Written tasks
1. Translate this sentence from the article on heart-led leadership into Spanish: "Who you are goes to the very core of how you live and lead."
2. Reproduce word for word the stretch of the article on heart-led leadership starting with "The heart, of" and going on through "or company pin.".

Leadership from the heart: heart-led financial services companies build cultures of committed employees, earn loyal customers and clients while increasing long-term profits.
That's where I want to take you with this article--on an 18-inch journey from your head to your heart that will change your life, your financial services company and the lives of everyone around you.
In 2010, I wrote a bestselling book called "It's Not Just Who You Know," about the power and importance of building lasting, genuine relationships both personally and professionally. I've been amazed and humbled by the reaction to that book, and I've learned a great deal from the hundreds of stories readers have shared with me. The last chapter of that book ends with these words: "It's not just who you know--it's who you are."
I've come to realize there are countless dimensions to those words. The impact of "who you are" goes far beyond relationships or the ways in which you connect with people. Who you are goes to the very core of how you live and lead.
If you want to grow as a leader--if you want to make an impact at home, in your community and in your work--then nothing is more important than the journey from your head to your heart. This 18-inch journey will define and refine who you are. And if who you are is servant leader, or what I call a heart-led leader, then you, your teams, and your organization can move beyond ordinary success to success that really matters.
There are ways to make money, build businesses, and achieve goals that don't involve leading from the heart. But if that's who you are, then you're missing the real meaning of life and limiting your impact on the world.
Heart-led leadership is more sustainable, more rewarding. It leads to everything any business leader would want--higher sales, better employee engagement and less turnover, stronger teams, greater efficiencies, more innovation, consistent growth ... You name the positive business outcome, and I promise you that heart-led leadership is at it's core.
Leading from the heart transcends numbers and spreadsheets. It also inspires, encourages, develops, and influences the world for the better. And that leads to even greater results, because it creates passionate teams--teams that believe in the mission, that provide discretionary effort (effort beyond what's required of them), and that model heart-led leadership and pass it on to others. Heart-led banks--as well as other organizations--build cultures of committed employees, earn loyal customers and clients while increasing long-term profits.
So what is heart-led leadership and what is this 18 inch journey?
The heart, of course, is nothing more than a wonderful metaphor. For centuries, the muscle that pumps blood throughout our bodies has also been known as the keeper of our emotions. When our hearts are in a good place, we care deeply about serving others, about selflessness, about doing the right thing even when it's difficult, about developing empathy and demonstrating generosity, about all those ideals that seem "soft" but that allow us to live and lead differently. The impact we hope to have on our families and friends, our teams and our communities matter more than any title, corner office, service award or company pin.
That's heart-led leadership.
Help others rise
In today's business world, we look up to leaders who are intelligent and articulate and resourceful--who are head smart--and yet we tend to underestimate those who are heart smart. We live in a society that emphasizes what we accomplish, and undervalues the kind of person we are.

Dataset content
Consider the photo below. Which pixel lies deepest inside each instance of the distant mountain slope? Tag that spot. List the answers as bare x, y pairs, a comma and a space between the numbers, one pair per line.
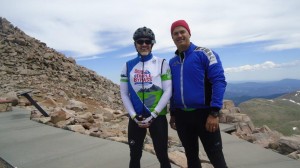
240, 92
281, 114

Exercise solutions
1. Quién eres llega hasta la esencia misma de cómo vives y lideras.

2.
The heart, of course, is nothing more than a wonderful metaphor. For centuries, the muscle that pumps blood throughout our bodies has also been known as the keeper of our emotions. When our hearts are in a good place, we care deeply about serving others, about selflessness, about doing the right thing even when it's difficult, about developing empathy and demonstrating generosity, about all those ideals that seem "soft" but that allow us to live and lead differently. The impact we hope to have on our families and friends, our teams and our communities matter more than any title, corner office, service award or company pin.